====== Extracted entries ======

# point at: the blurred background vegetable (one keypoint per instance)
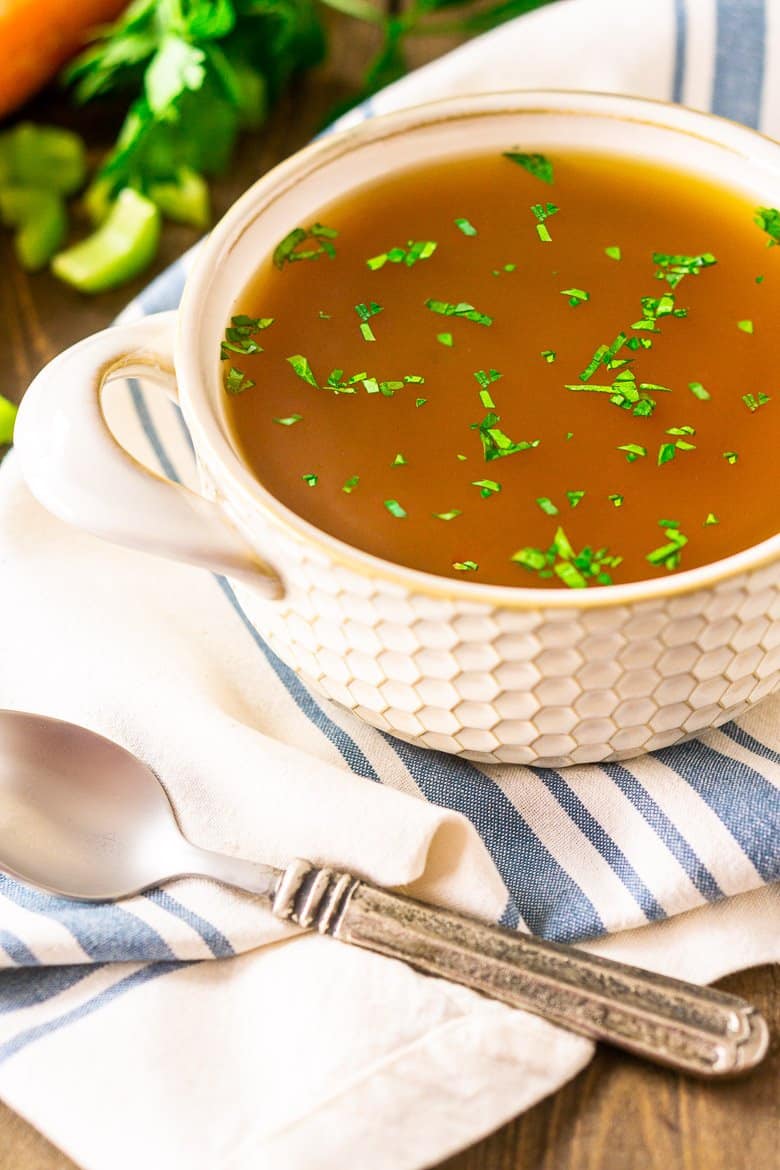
(191, 75)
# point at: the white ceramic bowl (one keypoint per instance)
(492, 673)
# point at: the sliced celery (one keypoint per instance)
(121, 248)
(184, 200)
(40, 220)
(47, 157)
(7, 419)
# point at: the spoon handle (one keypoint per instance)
(694, 1029)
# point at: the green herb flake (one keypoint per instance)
(752, 401)
(303, 370)
(669, 553)
(414, 252)
(698, 391)
(768, 220)
(289, 249)
(543, 212)
(575, 296)
(672, 268)
(487, 487)
(538, 165)
(633, 452)
(395, 509)
(236, 382)
(458, 309)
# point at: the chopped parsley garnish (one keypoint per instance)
(575, 570)
(239, 335)
(538, 165)
(303, 370)
(394, 509)
(236, 382)
(458, 309)
(543, 212)
(414, 250)
(365, 311)
(654, 309)
(633, 452)
(752, 401)
(289, 249)
(671, 268)
(495, 444)
(698, 391)
(669, 553)
(487, 487)
(768, 220)
(575, 296)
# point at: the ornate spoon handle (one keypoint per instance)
(689, 1027)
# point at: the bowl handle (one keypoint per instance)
(76, 468)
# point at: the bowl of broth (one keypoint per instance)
(484, 400)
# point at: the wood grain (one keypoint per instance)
(619, 1114)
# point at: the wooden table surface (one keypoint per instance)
(619, 1114)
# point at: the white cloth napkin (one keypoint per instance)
(289, 1051)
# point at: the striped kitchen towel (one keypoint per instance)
(308, 1054)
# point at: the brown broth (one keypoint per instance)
(604, 201)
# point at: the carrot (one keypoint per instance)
(38, 36)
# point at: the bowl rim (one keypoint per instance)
(226, 466)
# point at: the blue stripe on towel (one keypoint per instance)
(681, 49)
(144, 975)
(740, 797)
(214, 938)
(105, 930)
(546, 896)
(602, 841)
(739, 63)
(25, 988)
(16, 950)
(665, 828)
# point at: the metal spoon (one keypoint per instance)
(84, 818)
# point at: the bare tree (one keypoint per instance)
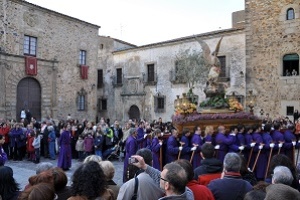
(191, 67)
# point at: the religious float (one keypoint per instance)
(188, 115)
(216, 109)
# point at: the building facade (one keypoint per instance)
(48, 63)
(55, 65)
(272, 55)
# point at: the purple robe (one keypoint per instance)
(277, 138)
(155, 148)
(196, 139)
(257, 138)
(131, 148)
(224, 141)
(248, 141)
(65, 153)
(142, 142)
(186, 148)
(289, 137)
(172, 149)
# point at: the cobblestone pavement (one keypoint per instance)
(24, 169)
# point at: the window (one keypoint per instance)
(151, 72)
(222, 60)
(291, 65)
(82, 57)
(290, 110)
(119, 76)
(178, 75)
(160, 103)
(102, 104)
(290, 14)
(30, 45)
(100, 78)
(81, 100)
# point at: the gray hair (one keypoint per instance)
(132, 131)
(43, 166)
(232, 162)
(282, 175)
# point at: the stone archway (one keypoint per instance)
(29, 97)
(134, 113)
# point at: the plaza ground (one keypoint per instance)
(24, 169)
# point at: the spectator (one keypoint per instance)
(95, 158)
(172, 147)
(109, 172)
(231, 185)
(43, 191)
(65, 153)
(281, 191)
(86, 185)
(282, 175)
(130, 148)
(43, 166)
(201, 192)
(3, 155)
(283, 160)
(147, 189)
(247, 175)
(209, 164)
(255, 195)
(9, 189)
(172, 179)
(60, 181)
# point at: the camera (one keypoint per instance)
(132, 160)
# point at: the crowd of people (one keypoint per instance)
(244, 162)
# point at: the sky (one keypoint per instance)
(143, 22)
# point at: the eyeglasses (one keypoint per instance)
(164, 179)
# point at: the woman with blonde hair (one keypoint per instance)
(109, 172)
(95, 158)
(208, 132)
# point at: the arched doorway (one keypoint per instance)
(29, 97)
(134, 113)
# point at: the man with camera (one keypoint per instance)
(172, 180)
(140, 186)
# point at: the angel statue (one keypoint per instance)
(214, 86)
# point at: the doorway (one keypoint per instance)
(29, 98)
(134, 113)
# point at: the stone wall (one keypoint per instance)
(163, 55)
(269, 36)
(59, 40)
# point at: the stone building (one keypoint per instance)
(272, 55)
(53, 64)
(140, 82)
(44, 59)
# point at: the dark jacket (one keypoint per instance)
(232, 186)
(208, 166)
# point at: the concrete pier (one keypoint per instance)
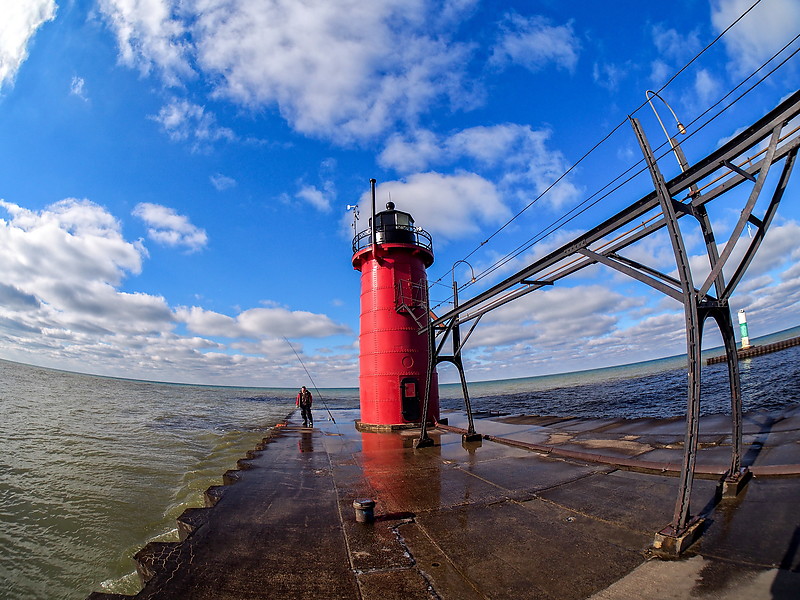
(527, 513)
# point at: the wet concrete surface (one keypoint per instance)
(486, 520)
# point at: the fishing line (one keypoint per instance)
(316, 389)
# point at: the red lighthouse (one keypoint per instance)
(393, 355)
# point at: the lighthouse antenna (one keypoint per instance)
(372, 222)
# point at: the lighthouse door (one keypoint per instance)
(409, 392)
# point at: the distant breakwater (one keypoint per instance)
(752, 351)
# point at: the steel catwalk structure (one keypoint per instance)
(686, 195)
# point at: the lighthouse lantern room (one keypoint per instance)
(392, 255)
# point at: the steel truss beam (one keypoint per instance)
(722, 171)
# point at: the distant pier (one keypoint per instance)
(757, 350)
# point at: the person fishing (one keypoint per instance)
(304, 401)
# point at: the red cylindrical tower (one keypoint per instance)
(393, 355)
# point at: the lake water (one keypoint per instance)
(94, 468)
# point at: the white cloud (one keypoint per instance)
(78, 88)
(183, 121)
(609, 75)
(61, 306)
(534, 44)
(257, 323)
(674, 45)
(150, 34)
(344, 69)
(758, 35)
(167, 227)
(517, 156)
(448, 206)
(61, 271)
(416, 153)
(19, 21)
(222, 182)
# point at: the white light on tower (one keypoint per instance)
(743, 329)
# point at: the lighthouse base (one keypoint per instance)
(384, 428)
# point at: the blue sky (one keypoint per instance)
(174, 175)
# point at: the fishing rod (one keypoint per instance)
(316, 389)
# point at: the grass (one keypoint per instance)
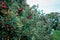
(56, 35)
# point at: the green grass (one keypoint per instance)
(56, 35)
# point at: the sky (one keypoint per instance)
(46, 5)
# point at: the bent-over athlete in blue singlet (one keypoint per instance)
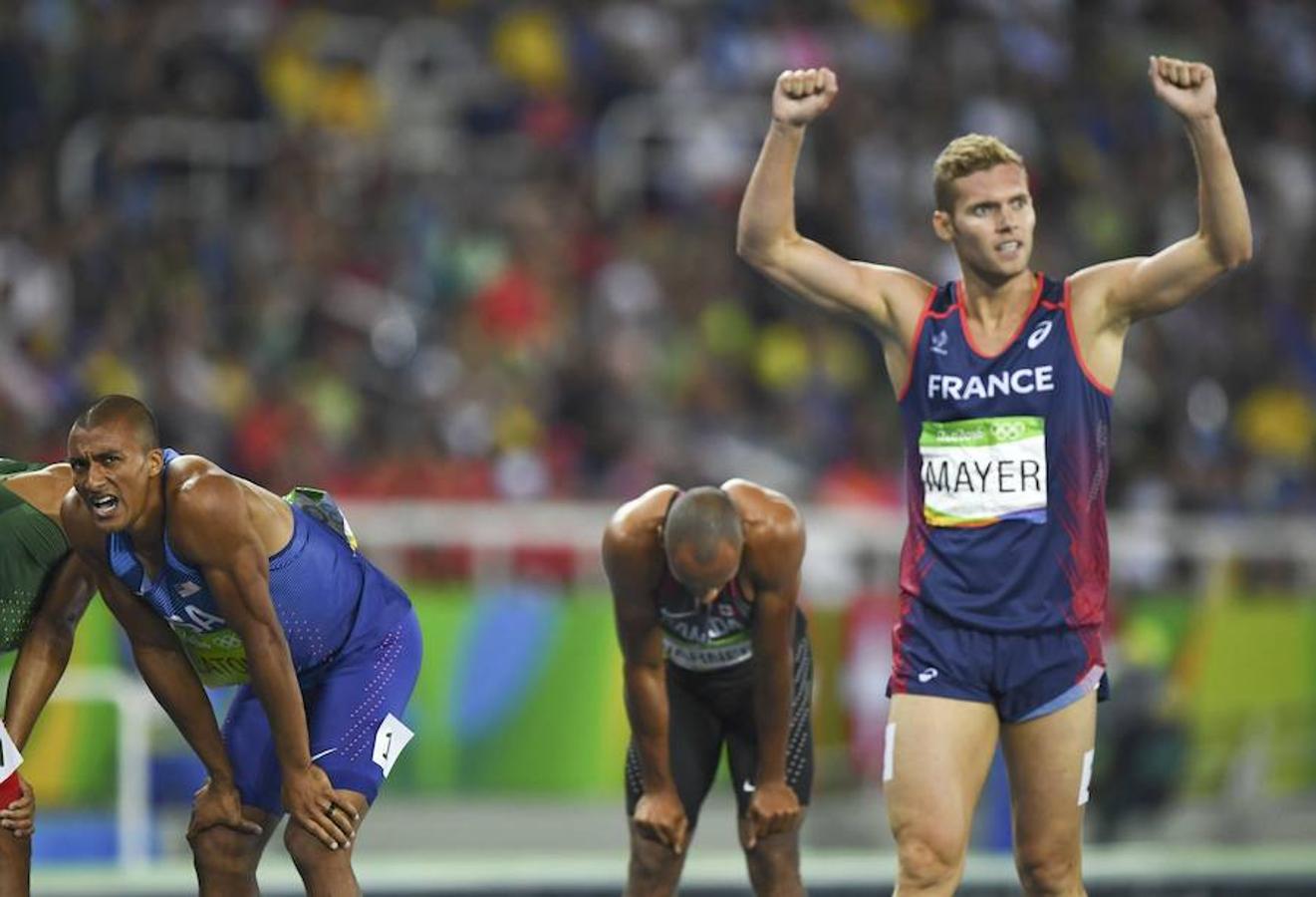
(353, 636)
(1004, 568)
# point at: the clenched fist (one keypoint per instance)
(1185, 87)
(802, 95)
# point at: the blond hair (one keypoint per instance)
(962, 156)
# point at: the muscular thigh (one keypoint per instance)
(1049, 761)
(695, 737)
(938, 753)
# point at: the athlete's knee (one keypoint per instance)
(1049, 871)
(927, 859)
(310, 854)
(655, 868)
(224, 851)
(774, 865)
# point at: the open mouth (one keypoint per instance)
(103, 506)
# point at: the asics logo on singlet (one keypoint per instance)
(1008, 382)
(1038, 335)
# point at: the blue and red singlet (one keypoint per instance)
(1005, 466)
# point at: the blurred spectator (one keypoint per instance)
(486, 250)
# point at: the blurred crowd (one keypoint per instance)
(476, 249)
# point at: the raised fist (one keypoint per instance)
(802, 95)
(1185, 87)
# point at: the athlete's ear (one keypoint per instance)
(942, 225)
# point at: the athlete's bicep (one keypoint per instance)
(815, 273)
(141, 623)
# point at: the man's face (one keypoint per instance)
(704, 580)
(114, 473)
(991, 225)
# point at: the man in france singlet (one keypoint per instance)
(1004, 384)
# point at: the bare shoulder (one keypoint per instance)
(636, 525)
(79, 528)
(905, 294)
(197, 485)
(766, 514)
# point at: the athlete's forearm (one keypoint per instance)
(771, 713)
(647, 708)
(767, 209)
(42, 659)
(1221, 204)
(171, 679)
(275, 683)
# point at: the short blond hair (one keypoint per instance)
(962, 156)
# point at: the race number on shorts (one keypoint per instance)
(9, 756)
(983, 470)
(390, 741)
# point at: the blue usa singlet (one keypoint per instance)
(1005, 466)
(316, 584)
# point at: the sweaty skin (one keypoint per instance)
(42, 658)
(769, 574)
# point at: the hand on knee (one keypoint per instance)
(774, 865)
(1049, 873)
(220, 850)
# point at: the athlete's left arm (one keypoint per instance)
(1120, 293)
(774, 555)
(212, 527)
(46, 647)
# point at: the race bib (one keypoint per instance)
(9, 756)
(984, 470)
(716, 655)
(217, 656)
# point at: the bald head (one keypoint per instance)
(123, 410)
(703, 537)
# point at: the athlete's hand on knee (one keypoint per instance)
(311, 799)
(774, 809)
(218, 803)
(660, 817)
(19, 817)
(802, 95)
(1185, 87)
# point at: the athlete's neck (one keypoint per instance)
(992, 303)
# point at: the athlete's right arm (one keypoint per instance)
(46, 647)
(632, 564)
(766, 236)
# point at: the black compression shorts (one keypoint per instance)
(707, 709)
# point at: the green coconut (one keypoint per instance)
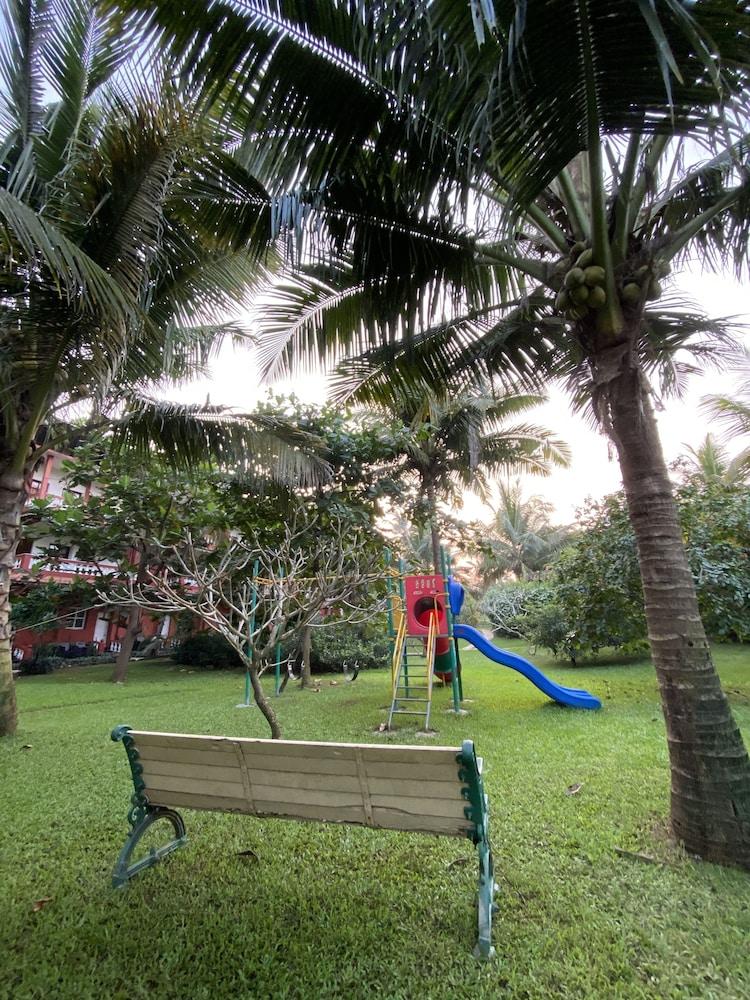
(574, 277)
(631, 293)
(594, 275)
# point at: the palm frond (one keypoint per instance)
(250, 443)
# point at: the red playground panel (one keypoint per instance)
(425, 595)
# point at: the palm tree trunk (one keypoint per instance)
(306, 644)
(710, 806)
(120, 673)
(12, 497)
(437, 560)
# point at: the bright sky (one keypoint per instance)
(594, 471)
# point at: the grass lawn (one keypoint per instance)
(326, 911)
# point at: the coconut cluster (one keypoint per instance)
(581, 283)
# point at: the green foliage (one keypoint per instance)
(208, 651)
(594, 597)
(715, 518)
(473, 612)
(44, 605)
(336, 646)
(507, 605)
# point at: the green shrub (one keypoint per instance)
(507, 605)
(335, 645)
(208, 651)
(41, 665)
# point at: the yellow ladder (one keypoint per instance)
(412, 673)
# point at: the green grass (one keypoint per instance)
(326, 911)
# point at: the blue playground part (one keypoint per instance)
(574, 697)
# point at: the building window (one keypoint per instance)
(76, 620)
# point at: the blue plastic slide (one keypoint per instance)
(573, 697)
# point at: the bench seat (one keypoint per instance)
(433, 790)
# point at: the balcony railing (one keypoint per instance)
(74, 567)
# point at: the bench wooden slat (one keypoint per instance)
(207, 758)
(420, 807)
(166, 782)
(412, 772)
(197, 772)
(299, 765)
(403, 786)
(295, 747)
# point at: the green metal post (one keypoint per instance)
(278, 650)
(453, 641)
(248, 702)
(455, 682)
(402, 592)
(389, 589)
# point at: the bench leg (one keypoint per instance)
(123, 870)
(485, 903)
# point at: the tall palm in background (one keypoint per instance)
(497, 190)
(713, 463)
(463, 443)
(127, 233)
(733, 413)
(520, 539)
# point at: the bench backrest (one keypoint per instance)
(391, 787)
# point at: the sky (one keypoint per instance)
(594, 472)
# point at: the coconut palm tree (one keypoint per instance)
(733, 412)
(128, 232)
(591, 147)
(450, 445)
(711, 461)
(521, 538)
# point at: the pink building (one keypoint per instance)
(82, 631)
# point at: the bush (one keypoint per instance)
(336, 645)
(208, 651)
(507, 605)
(473, 613)
(41, 665)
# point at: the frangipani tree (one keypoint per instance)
(257, 595)
(130, 236)
(505, 184)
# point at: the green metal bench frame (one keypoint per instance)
(142, 815)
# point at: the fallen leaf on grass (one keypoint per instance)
(638, 856)
(456, 862)
(249, 854)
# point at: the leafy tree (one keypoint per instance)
(594, 146)
(521, 540)
(128, 233)
(711, 461)
(133, 510)
(450, 445)
(593, 597)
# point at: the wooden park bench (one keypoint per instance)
(435, 790)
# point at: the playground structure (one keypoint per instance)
(424, 628)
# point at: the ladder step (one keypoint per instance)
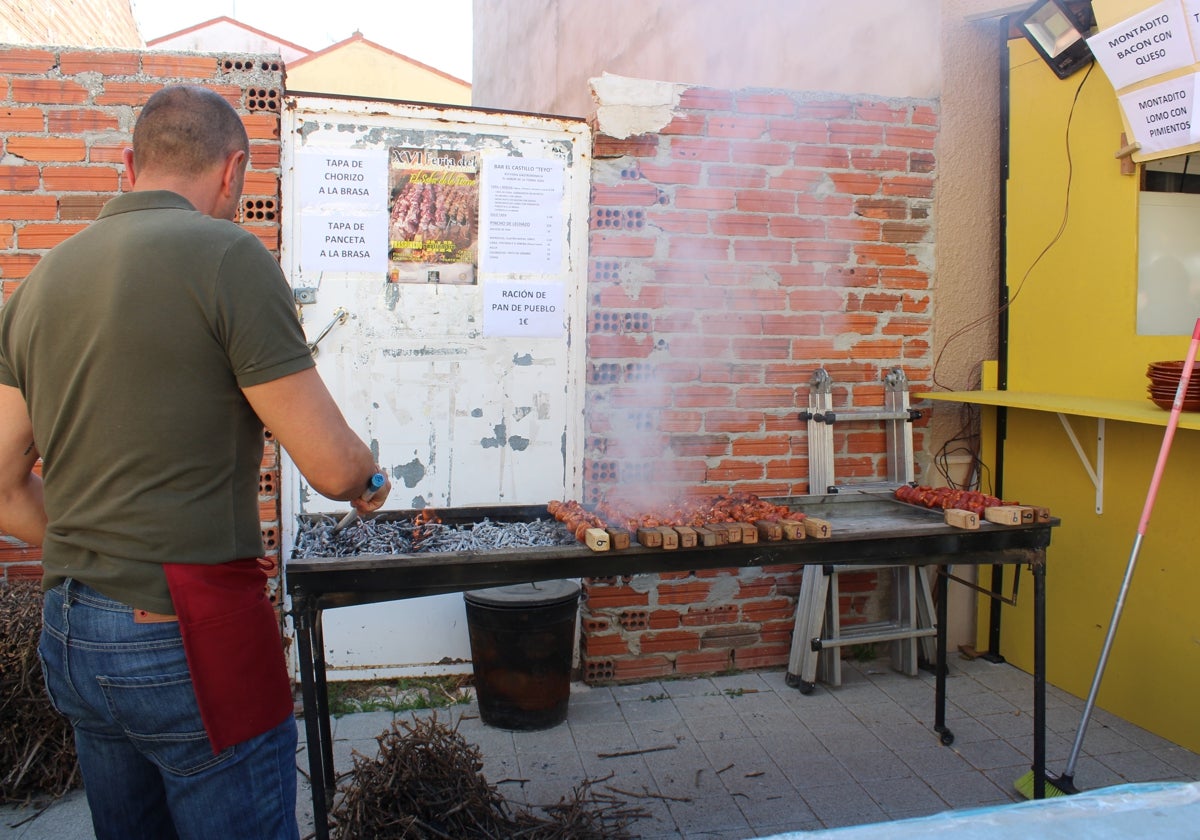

======

Objective: Add 90 to every coordinate in the answers, and write out every line of the data from its first line through the line holding "(308, 1054)", inclusive, with the pictures left out.

Task solution:
# point at: the blurred background vegetable (one keypoint per instance)
(281, 165)
# point at: the white ceramic bowl (one keypoint per instance)
(582, 763)
# point at: the sliced celery (one keypoint per instance)
(211, 338)
(274, 290)
(130, 310)
(137, 247)
(97, 509)
# point at: the spoon handle (one keypoint per instance)
(784, 1119)
# point at: the green herb flake (one keypoint per instance)
(842, 491)
(393, 460)
(759, 643)
(504, 342)
(788, 481)
(858, 310)
(379, 339)
(633, 302)
(665, 386)
(762, 358)
(577, 577)
(628, 255)
(723, 542)
(485, 599)
(326, 472)
(548, 399)
# point at: the chopped parsley garnish (one keypoint per instance)
(665, 660)
(329, 425)
(628, 255)
(393, 460)
(484, 599)
(326, 472)
(548, 399)
(633, 302)
(504, 340)
(455, 401)
(744, 399)
(723, 542)
(842, 491)
(379, 339)
(761, 358)
(585, 534)
(788, 481)
(759, 643)
(577, 577)
(858, 310)
(665, 386)
# point at: the ornate spoon handle (one keypoint per instance)
(779, 1117)
# point at: the bowl handle (one keypoint per instance)
(166, 558)
# point at: the bowl of broth (one keypoint per instance)
(574, 490)
# point at: the wood grain (one keypoint per instance)
(709, 1204)
# point at: the wooden table surface (one keypoint per instance)
(709, 1204)
# point at: the white cloth napkin (one keypoint per instance)
(379, 1141)
# point at: the striped kitchen towel (one keypoint per instance)
(398, 1144)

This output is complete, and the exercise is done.